# Set exercise A
From the deer blind thread, repeat the part that opens with the words containing "what's wrong the" and closes with "after it rains.".
# Set exercise B
Summarize the deer blind thread in two sentences.

# Selection
-- Start --
# Elevated Deer Blind....



## robbcayman (Jul 28, 2007)

We've been talking about building an elevated blind for over a year now. This season we want to get one up. We're just trying to determine what we would need and the cost involved. Any ideas on what something like this would cost to build? I'd have to come up with some ideas for windows. 

I've seen plans all over the internet for $20. I just don't know if they are safe, or if I even need them. This blind is about 8 feet off the ground and looks fairly simple to build. Any input would be appreciated.


----------



## big_dog (Mar 10, 2010)

what's wrong the one in the pic?
as far as safe, that's going to depend on the carpenter and his/her ability
i like the bottom of the legs to be about a foot wider than where the deminsons of the box/blind, ex: if my box is 5ft x 5ft, id make the legs 6 x 6 at the bottom angled to where they are 5 x 5, then i'd construct my box/blind
on top, braces would be like the one in the pic, and my ladder would be seperate as the back one in the pic
they are fairly simple, we pre cut and built as much as we could, and then numbered everything to match at the house so when we arrived at the stand location all we had to do is match numbers and start drilling and hammering, carry an extra battery or 2 for your drill if ya have em


----------



## neo71665 (Jul 26, 2007)

Dont use particle board or MDF unless you plan on replacing it after it rains.


----------



## spewingjason (Sep 14, 2008)

*Deer Tower*

Here is the one I built last summer. http://www.flickr.com/photos/jasonmarsh/sets/72157621817843104/


----------



## robbcayman (Jul 28, 2007)

spewingjason said:


> Here is the one I built last summer. http://www.flickr.com/photos/jasonmarsh/sets/72157621817843104/


That's awesome!! More of a condo than a blind. 

I'd hate to ask what it cost to build that. I would be fine with something simple like my original picture, but safety is a concern. I want it to be rock solid and last a long time. 

Jason, did you use plans, or just wing it? Anyone else build one?


----------



## spewingjason (Sep 14, 2008)
-- End --
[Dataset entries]
-- Start --
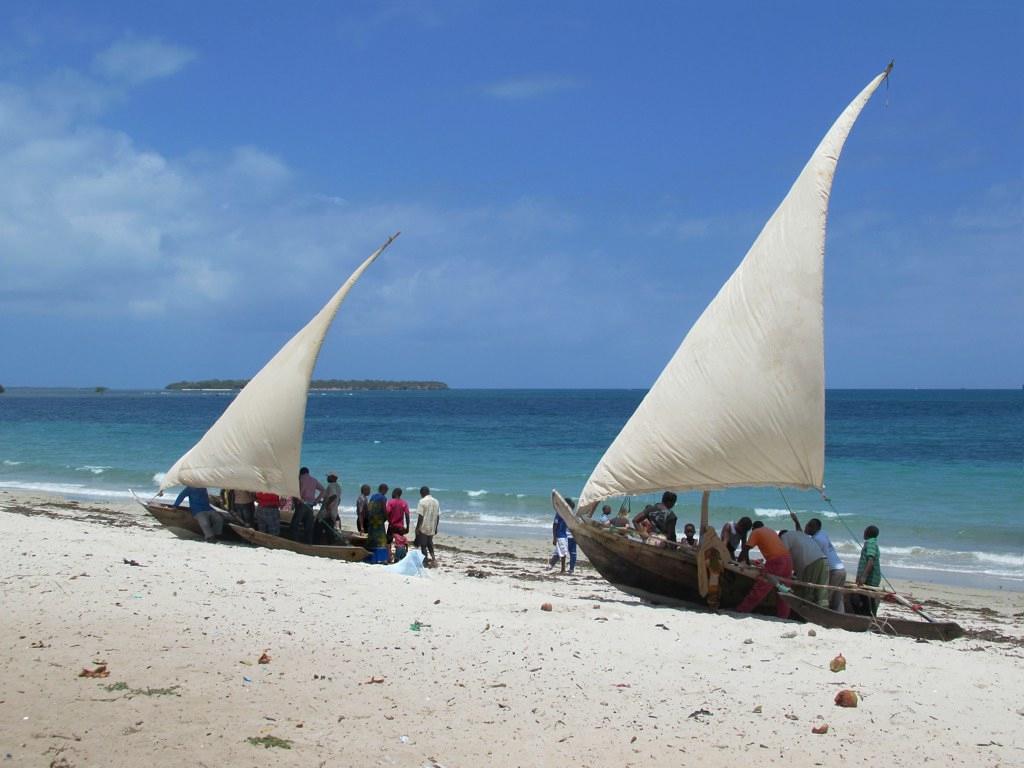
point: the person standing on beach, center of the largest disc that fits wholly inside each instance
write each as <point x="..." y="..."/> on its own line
<point x="659" y="516"/>
<point x="868" y="572"/>
<point x="428" y="513"/>
<point x="570" y="541"/>
<point x="810" y="565"/>
<point x="397" y="515"/>
<point x="690" y="534"/>
<point x="777" y="562"/>
<point x="733" y="540"/>
<point x="310" y="492"/>
<point x="559" y="540"/>
<point x="377" y="518"/>
<point x="837" y="570"/>
<point x="268" y="513"/>
<point x="360" y="508"/>
<point x="332" y="501"/>
<point x="211" y="523"/>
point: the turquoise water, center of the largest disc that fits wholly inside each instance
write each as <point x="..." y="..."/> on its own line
<point x="940" y="472"/>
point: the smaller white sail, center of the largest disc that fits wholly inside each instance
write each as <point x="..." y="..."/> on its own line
<point x="256" y="443"/>
<point x="741" y="402"/>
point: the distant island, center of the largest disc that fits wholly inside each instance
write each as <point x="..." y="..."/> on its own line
<point x="346" y="385"/>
-- End --
# Complete answer A
what's wrong the one in the pic?
as far as safe, that's going to depend on the carpenter and his/her ability
i like the bottom of the legs to be about a foot wider than where the deminsons of the box/blind, ex: if my box is 5ft x 5ft, id make the legs 6 x 6 at the bottom angled to where they are 5 x 5, then i'd construct my box/blind
on top, braces would be like the one in the pic, and my ladder would be seperate as the back one in the pic
they are fairly simple, we pre cut and built as much as we could, and then numbered everything to match at the house so when we arrived at the stand location all we had to do is match numbers and start drilling and hammering, carry an extra battery or 2 for your drill if ya have em


----------



## neo71665 (Jul 26, 2007)

Dont use particle board or MDF unless you plan on replacing it after it rains.

# Complete answer B
A forum member planning to build an elevated blind about 8 feet off the ground asks what it would cost, whether online plans are safe or even needed, and later stresses wanting it rock solid and long-lasting. Replies say safety depends on the builder's ability, recommend making the legs about a foot wider at the bottom than the box, pre-cutting and numbering the pieces at home, and avoiding particle board or MDF, while another member links to one built the previous summer.